> _Source extract_:
[START]
Well, I couldn’t resist a little foray into the mysteries of the 401(r) Royalty investment teaser yesterday … but today, as promised, I’ll return to Dalal Street Insider to uncover some more interesting Indian investments for you. Dalal St., by the way, is similar to Wall Street, it’s the address of the Bombay Stock Exchange in Mumbai and a generic term for the Indian financial services sector..
India remains a hot topic in international investing — the debate continues to roll about whether there’s more opportunity in India’s domestic economy, or China’s export-driven employment machine, or Brazil’s resource extraction, and I don’t know which of these three emerging giants will end up outdoing the others in terms of investment returns … but I do know that something in the wind has caused newsletter publishers to turn their heads toward India again.
In addition to this new India-focused newsletter from the Sovereign Society, I’ve also noticed that the Motley Fool Global Gains folks are embarking on a “boots on the ground” trip to India again (including a visit to Dr. Reddy’s, the stock we looked at on Monday), and many of the resource letters and gold bugs are talking up India’s gold ambitions (they bought a big ‘ol stockpile from the IMF, helping to drive up prices recently, and they want more). This is as much India excitement as I’ve seen since the spasm over the launch of the first India ETFs and the enthusiasm for the introduction of Tata’s Nano a year or two ago … it may, of course, come to naught, but let’s see what other stocks Dalal Street Insider is tempting us with now.
[END]
> _Recorded information_:
[START]
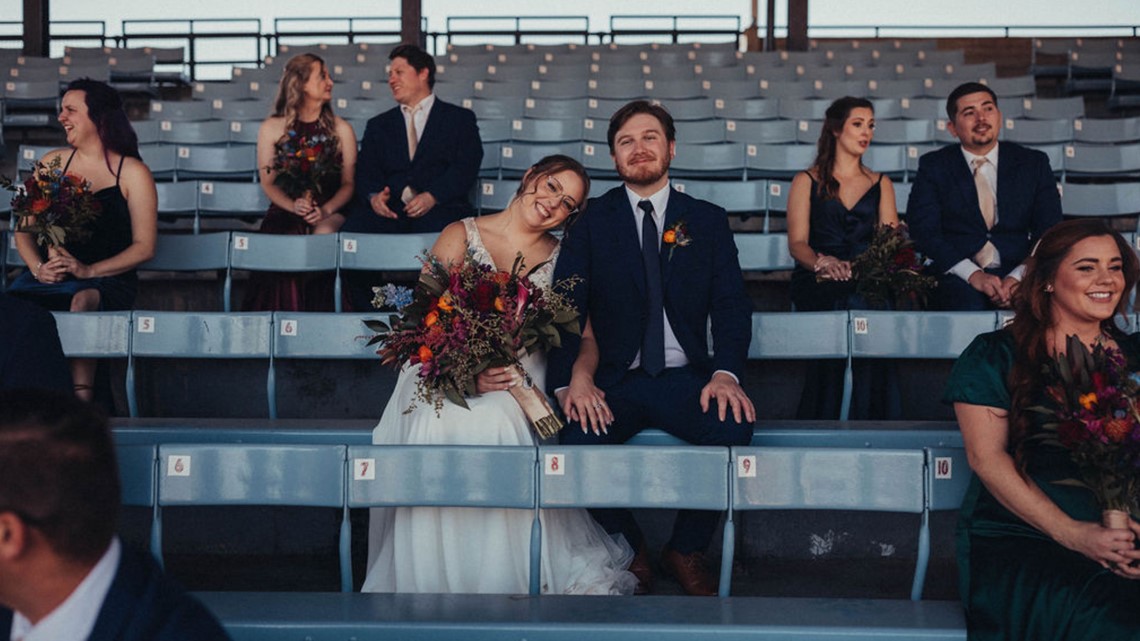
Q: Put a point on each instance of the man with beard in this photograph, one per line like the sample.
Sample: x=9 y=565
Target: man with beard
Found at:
[END]
> _Your objective_: Reproduce word for word the passage of the Indian investing article above, starting at "Well, I couldn’t" and ending at "toward India again.".

> _The output_:
Well, I couldn’t resist a little foray into the mysteries of the 401(r) Royalty investment teaser yesterday … but today, as promised, I’ll return to Dalal Street Insider to uncover some more interesting Indian investments for you. Dalal St., by the way, is similar to Wall Street, it’s the address of the Bombay Stock Exchange in Mumbai and a generic term for the Indian financial services sector..
India remains a hot topic in international investing — the debate continues to roll about whether there’s more opportunity in India’s domestic economy, or China’s export-driven employment machine, or Brazil’s resource extraction, and I don’t know which of these three emerging giants will end up outdoing the others in terms of investment returns … but I do know that something in the wind has caused newsletter publishers to turn their heads toward India again.